### Task to complete
The entries are to be output in full, word for word.

Records from a collection:
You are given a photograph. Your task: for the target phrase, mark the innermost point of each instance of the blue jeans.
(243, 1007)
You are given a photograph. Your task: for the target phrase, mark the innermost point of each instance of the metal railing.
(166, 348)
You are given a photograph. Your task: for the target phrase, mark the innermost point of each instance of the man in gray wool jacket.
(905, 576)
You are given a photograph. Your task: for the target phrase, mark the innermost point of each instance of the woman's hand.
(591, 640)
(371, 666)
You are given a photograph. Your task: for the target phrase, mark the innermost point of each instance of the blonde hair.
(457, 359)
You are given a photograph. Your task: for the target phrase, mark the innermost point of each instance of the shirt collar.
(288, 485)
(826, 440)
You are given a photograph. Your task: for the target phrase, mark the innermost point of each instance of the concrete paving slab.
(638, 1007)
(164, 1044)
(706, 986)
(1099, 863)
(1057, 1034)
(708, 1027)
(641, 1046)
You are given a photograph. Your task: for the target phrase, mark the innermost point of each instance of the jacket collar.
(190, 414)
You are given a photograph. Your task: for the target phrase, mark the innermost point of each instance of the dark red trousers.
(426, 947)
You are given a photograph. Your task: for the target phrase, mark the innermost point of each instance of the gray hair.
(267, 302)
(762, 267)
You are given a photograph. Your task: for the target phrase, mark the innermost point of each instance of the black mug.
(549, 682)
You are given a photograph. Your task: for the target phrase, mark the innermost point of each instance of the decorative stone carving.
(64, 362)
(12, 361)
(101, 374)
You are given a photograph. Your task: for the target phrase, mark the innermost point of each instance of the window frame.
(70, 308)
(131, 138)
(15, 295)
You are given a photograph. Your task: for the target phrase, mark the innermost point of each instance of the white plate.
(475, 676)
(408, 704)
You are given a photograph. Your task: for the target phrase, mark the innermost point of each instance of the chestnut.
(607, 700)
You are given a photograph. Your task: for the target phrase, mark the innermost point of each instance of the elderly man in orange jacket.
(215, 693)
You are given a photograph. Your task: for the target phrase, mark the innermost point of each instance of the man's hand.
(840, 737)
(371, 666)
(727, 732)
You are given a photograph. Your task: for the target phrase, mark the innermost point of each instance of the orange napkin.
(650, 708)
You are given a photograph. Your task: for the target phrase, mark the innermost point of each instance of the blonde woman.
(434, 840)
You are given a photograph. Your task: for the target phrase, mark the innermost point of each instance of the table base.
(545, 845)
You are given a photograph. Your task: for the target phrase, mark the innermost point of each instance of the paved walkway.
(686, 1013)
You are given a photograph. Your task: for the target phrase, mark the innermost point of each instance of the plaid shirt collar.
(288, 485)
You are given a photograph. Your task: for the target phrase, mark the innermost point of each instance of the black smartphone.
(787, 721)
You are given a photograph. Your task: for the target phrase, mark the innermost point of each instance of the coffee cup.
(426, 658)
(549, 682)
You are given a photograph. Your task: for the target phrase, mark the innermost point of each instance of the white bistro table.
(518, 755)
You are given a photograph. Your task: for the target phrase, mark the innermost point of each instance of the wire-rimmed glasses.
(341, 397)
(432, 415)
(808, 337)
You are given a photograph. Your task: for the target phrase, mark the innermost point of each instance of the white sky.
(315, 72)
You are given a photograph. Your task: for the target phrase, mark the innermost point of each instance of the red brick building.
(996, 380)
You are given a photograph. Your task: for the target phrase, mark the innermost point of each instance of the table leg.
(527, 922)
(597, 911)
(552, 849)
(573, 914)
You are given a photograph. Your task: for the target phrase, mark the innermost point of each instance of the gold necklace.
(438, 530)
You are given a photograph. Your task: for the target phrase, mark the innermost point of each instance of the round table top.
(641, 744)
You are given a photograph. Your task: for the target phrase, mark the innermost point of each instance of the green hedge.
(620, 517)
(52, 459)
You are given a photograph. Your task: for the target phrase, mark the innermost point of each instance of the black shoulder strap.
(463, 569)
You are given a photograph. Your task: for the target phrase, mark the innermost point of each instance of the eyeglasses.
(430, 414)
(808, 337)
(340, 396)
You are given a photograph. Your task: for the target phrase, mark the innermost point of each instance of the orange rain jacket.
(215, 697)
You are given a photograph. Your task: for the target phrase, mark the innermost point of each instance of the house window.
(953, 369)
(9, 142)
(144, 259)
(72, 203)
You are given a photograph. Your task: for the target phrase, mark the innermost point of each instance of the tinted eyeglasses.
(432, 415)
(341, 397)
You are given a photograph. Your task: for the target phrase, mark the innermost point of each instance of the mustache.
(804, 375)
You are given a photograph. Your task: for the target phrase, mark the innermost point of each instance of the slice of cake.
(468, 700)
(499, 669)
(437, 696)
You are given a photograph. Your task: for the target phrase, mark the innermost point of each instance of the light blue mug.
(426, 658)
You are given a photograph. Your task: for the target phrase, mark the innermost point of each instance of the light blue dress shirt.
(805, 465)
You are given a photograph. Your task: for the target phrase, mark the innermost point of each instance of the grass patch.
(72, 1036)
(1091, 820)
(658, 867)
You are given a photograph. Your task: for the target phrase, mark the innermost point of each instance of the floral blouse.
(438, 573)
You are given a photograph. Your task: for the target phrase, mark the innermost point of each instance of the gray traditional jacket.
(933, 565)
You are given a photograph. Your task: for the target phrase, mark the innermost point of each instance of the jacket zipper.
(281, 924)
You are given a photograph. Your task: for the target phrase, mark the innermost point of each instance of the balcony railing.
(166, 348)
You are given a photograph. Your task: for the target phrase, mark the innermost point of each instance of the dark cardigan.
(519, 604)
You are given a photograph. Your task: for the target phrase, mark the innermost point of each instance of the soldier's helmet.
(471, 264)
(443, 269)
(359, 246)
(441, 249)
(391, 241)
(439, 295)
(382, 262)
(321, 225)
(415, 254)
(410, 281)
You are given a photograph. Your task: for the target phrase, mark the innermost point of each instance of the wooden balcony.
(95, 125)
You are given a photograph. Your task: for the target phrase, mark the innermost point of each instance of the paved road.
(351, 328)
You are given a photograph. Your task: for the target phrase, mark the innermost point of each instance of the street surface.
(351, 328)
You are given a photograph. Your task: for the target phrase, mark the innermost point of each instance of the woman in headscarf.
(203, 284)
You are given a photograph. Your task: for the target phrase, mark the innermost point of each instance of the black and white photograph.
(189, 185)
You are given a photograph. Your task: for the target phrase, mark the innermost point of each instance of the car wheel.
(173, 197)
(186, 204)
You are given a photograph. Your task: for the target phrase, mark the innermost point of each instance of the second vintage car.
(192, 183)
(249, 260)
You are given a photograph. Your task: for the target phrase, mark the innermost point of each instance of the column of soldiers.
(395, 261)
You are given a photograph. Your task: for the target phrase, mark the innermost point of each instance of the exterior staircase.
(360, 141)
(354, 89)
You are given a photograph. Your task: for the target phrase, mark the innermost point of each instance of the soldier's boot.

### Solution to the problem
You are given a photograph. Your task: for the target phrase, mark the innermost point of each instance of the blue jeans.
(243, 1007)
You are given a photograph. Your task: for the target phrase, mark the innermost point of each instance of the metal railing.
(166, 348)
You are given a photograph. Your task: for the target phrase, mark the innermost point of each instance of the man in gray wool jacket.
(905, 576)
You are given a photograph. Your task: for the target phrase, mark the innermost point of each instance of the woman's hand.
(591, 640)
(371, 666)
You are given a photograph. Your task: for the target phrase, mark the innermost point of each instance of the blonde hair.
(457, 359)
You are given a photograph. Your task: for the target phrase, mark the innermost point of each instance of the shirt collar.
(288, 485)
(826, 440)
You are given a photograph. Your task: for the target phrase, mark the innermost point of each instance of the concrete paving slab.
(638, 1007)
(164, 1044)
(706, 986)
(1099, 863)
(1057, 1034)
(708, 1027)
(641, 1046)
You are given a photograph. Your task: for the target phrase, mark the innermost point of each instance of the jacket collar.
(190, 414)
You are given a photograph. Your task: for the target phrase, mark the innermost point of each instance of the dark red trousers.
(426, 947)
You are given a photograph. Your task: for the target phrase, mark the innermost point of each instance of the gray hair.
(267, 302)
(762, 267)
You are given a photograph. Your task: for the target phrase, mark the innermost point of each instance of the black mug.
(549, 682)
You are given a photograph. Your task: for the target phrase, mark the innermost point of each instance of the decorative stone carving.
(64, 362)
(12, 361)
(101, 374)
You are given a photograph. Your task: for the target phrase, mark the innermost point of each instance of the window frame.
(70, 308)
(131, 138)
(15, 295)
You are given a photograph. Your task: for the target phrase, mark the innermost point of each instance of the white plate.
(475, 676)
(408, 704)
You are given a photograph. Your task: for the target phrase, mark the innermost point of each instance of the chestnut.
(607, 700)
You are given a photograph. Your task: for the target phrase, mark the innermost point of each instance of the elderly man in orange jacket.
(215, 693)
You are given a photograph. Your task: for the target phrase, mark the innermost point of each instance of the man's hand.
(840, 737)
(371, 666)
(727, 732)
You are given a photograph. Your task: for the target phrase, mark the innermost point of each instance of the orange napkin.
(650, 708)
You are given a photograph. Your task: for the target phrase, mark the innermost point of each instance of the blonde woman.
(434, 840)
You are given a photograph. Your task: for the target phrase, mark the innermost point of each instance of the table base.
(545, 845)
You are given a photograph. Your task: for the target phrase, mark the innermost point of each instance of the paved walkway.
(686, 1013)
You are given a photograph. Your task: for the target phrase, mark the innermost point of each instance of the plaid shirt collar.
(288, 485)
You are given a photograph. Your task: for the target phrase, mark the innermost point of each instance of the black smartphone.
(787, 721)
You are given a photograph. Your task: for the target phrase, mark the innermost point of each instance of the coffee cup.
(426, 658)
(549, 682)
You are given a photograph. Your task: for the target phrase, mark the innermost point of each instance of the white bistro table.
(518, 755)
You are given a photograph. Your task: for the target phrase, mark the innermost point of each instance of the wire-rimmed glasses.
(341, 397)
(432, 415)
(808, 337)
You are given a photograph. Your task: for the target phrase, mark the innermost point of each instance of the white sky.
(315, 72)
You are given a photograph. Your task: for the target phrase, mark the innermost point of each instance of the red brick building.
(996, 380)
You are given a photograph. Your task: for the target phrase, mark the innermost point of each instance of the table leg.
(527, 922)
(597, 911)
(552, 849)
(573, 914)
You are given a photograph. Your task: for the target phrase, mark the innermost point of each instance of the gold necklace.
(438, 530)
You are given a photograph. Your task: for the target phrase, mark the innermost point of each instance of the round table top.
(641, 744)
You are given a photograph. Your task: for the target phrase, mark the innermost point of each instance of the green hedge.
(620, 517)
(52, 459)
You are given a photograph. Your task: for the target phrase, mark the innermost point of each instance of the black shoulder strap.
(463, 569)
You are given a photograph. Your task: for the target phrase, mark the innermost point of each instance of the eyeglasses.
(430, 414)
(808, 337)
(340, 396)
You are given a photograph. Your task: for the target phrase, mark the innermost point of each instance of the orange rain jacket.
(215, 697)
You are given a photograph. Your task: for the target phrase, mark the innermost point of each instance of the house window.
(953, 369)
(9, 142)
(144, 259)
(72, 203)
You are given a photograph. Your task: for the target phrase, mark the innermost point of each instance of the tinted eyeglasses.
(432, 415)
(341, 397)
You are given a photograph. Your task: for the target phrase, mark the innermost point of each instance of the mustache.
(804, 375)
You are given a photograph. Your task: for the target phrase, mark the innermost point of each instance of the slice of cake.
(468, 700)
(499, 669)
(437, 696)
You are given a photograph. Your task: for the target phrase, mark the innermost point of each instance of the light blue mug.
(426, 658)
You are given a photograph. Your task: for the target phrase, mark the innermost point of each instance of the light blue dress shirt.
(805, 465)
You are given a photograph. Your task: for the target phrase, mark the innermost point of each instance of the grass patch.
(72, 1036)
(1091, 820)
(658, 867)
You are given a photograph. Your task: for the target phrase, mark the innermost point of each instance of the floral blouse.
(438, 573)
You are given a photograph. Your task: for the target phrase, mark the innermost point of each instance of the gray traditional jacket.
(933, 565)
You are given a photograph. Your task: for the target phrase, mark the innermost point of each instance of the jacket zipper.
(281, 924)
You are given a photograph. Your task: for the target phrase, mark the innermost point of each instance of the balcony railing.
(166, 348)
You are given a photograph. Your task: for the target phrase, mark the innermost point of each instance of the dark cardigan.
(519, 604)
You are given a photograph. Your task: for the target phrase, mark the innermost point of each instance of the soldier's helmet.
(471, 264)
(443, 269)
(359, 246)
(441, 249)
(391, 241)
(439, 295)
(382, 262)
(321, 225)
(415, 254)
(410, 281)
You are given a photograph. Your task: for the target phrase, mark the innermost point of each instance of the wooden balcony.
(95, 125)
You are given a photograph. Your task: for the target phrase, mark the innermost point of each instance of the paved road.
(351, 328)
You are given a photograph. Your task: for the target phrase, mark the innermost point of each instance of the street surface.
(351, 328)
You are given a photograph. Your task: for the target phrase, mark the innermost point of each instance of the woman in headscarf.
(203, 284)
You are given a photograph. Your task: for the target phrase, mark the innermost point of each instance of the black and white photograph.
(189, 185)
You are given a photograph. Your task: for the target phrase, mark the innermost point of each instance of the car wheel.
(173, 197)
(186, 204)
You are given a photograph. Your task: for the target phrase, mark the innermost point of each instance of the second vintage car.
(192, 183)
(249, 260)
You are given a photograph. Your task: for the target phrase, mark the innermost point of each instance of the column of soldiers.
(395, 261)
You are given a photograph. Your task: for the target phrase, mark the innermost point of each instance of the exterior staircase.
(360, 141)
(354, 89)
You are given a photograph. Your task: for the target phrase, mark the innermost point of each instance of the soldier's boot.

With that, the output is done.